À la retraite, on dispose de moins de temps pour se remettre des aléas de la Bourse. Nous avons demandé à quatre ...
À la retraite, on dispose de moins de temps pour se remettre des aléas de la Bourse. Nous avons demandé à quatre experts de nous présenter deux titres relativement plus résistants aux soubresauts des cycles boursiers.
LA SÉLECTION DE STEVE BÉLISLE
Gestionnaire de portefeuille, Gestion de placements Manuvie
Telus
(Tor., T, 53,41 $)

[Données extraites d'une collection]
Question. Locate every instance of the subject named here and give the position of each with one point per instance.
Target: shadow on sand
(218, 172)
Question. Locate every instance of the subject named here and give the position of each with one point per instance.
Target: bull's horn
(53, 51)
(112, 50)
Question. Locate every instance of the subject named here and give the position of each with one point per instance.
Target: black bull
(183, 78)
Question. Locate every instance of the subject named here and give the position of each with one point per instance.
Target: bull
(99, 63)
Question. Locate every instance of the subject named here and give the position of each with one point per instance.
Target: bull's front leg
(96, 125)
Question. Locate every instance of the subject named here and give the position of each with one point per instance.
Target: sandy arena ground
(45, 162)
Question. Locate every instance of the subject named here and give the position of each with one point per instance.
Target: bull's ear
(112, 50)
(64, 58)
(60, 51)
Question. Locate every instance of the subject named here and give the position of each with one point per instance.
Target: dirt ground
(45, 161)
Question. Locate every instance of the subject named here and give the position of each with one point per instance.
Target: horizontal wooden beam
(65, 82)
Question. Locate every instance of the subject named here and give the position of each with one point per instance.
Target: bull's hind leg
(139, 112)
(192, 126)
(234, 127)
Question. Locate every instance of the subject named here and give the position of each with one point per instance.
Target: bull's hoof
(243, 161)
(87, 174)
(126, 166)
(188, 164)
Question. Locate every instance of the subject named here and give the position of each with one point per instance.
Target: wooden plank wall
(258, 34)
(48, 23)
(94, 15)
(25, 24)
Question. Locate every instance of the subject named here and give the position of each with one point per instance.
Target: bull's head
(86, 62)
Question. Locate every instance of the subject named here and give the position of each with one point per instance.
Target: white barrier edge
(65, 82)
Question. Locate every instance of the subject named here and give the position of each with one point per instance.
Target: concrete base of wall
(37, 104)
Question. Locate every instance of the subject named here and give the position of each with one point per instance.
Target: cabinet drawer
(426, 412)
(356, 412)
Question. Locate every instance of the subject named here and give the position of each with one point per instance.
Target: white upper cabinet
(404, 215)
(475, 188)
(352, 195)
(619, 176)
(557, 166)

Consigne
Relevez chaque nombre distinct, en chiffres ou en lettres, qui figure dans le texte à analyser.

Réponse rédigée
- quatre (experts)
- deux (titres)
- 53,41 $